• **REQUEST**
Update the data from its first line through the line that contains "(0, 192), (720, 397)", replacing "Endpoint documentation" with "API reference" and keeping everything else the same. Give only those lines.

Annotated coordinate records:

------------------------------------

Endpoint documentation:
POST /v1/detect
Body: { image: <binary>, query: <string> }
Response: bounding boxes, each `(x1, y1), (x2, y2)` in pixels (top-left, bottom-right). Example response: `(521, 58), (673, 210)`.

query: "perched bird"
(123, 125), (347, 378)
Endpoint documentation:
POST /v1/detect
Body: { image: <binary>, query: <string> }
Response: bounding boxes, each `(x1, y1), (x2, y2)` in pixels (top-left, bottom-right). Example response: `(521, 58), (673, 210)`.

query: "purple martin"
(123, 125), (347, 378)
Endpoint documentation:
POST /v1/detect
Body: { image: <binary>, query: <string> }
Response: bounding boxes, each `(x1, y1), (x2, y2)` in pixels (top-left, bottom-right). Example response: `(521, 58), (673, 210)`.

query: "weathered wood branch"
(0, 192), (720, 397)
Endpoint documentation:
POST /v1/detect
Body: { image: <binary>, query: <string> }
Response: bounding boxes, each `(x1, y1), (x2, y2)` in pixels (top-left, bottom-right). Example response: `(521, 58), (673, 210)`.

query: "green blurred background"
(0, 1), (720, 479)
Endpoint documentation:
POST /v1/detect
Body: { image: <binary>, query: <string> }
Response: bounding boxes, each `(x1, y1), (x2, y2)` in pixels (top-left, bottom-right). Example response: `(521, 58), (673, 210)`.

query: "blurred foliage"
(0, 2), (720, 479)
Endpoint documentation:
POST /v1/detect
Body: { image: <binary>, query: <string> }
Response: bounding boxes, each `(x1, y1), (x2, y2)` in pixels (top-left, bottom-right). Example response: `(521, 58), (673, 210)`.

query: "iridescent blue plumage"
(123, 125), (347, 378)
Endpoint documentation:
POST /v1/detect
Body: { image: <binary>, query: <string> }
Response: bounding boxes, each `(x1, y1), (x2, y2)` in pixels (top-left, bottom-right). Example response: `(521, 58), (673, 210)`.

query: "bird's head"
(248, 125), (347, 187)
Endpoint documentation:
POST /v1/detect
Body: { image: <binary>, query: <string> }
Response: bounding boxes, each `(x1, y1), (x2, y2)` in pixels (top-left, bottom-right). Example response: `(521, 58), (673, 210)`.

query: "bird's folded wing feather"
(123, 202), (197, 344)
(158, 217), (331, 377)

------------------------------------

• **CORRECT RESULT**
API reference:
POST /v1/detect
Body: { image: <binary>, query: <string> }
Response: bounding boxes, each `(x1, y1), (x2, y2)` in pixels (top-left, bottom-right). Example response: `(521, 58), (673, 210)`.

query: "perched bird"
(123, 125), (347, 378)
API reference:
POST /v1/detect
Body: { image: <binary>, query: <string> }
Response: bounding boxes, each `(x1, y1), (x2, y2)` in pixels (top-left, bottom-right). Example response: `(521, 58), (673, 210)`.

query: "purple martin"
(123, 125), (347, 378)
API reference:
POST /v1/detect
Body: { image: <binary>, query: <string> }
Response: bounding boxes, each `(x1, y1), (x2, y2)` in pixels (top-left, bottom-right). Example response: `(521, 58), (673, 210)`.

query: "weathered wood branch"
(0, 192), (720, 397)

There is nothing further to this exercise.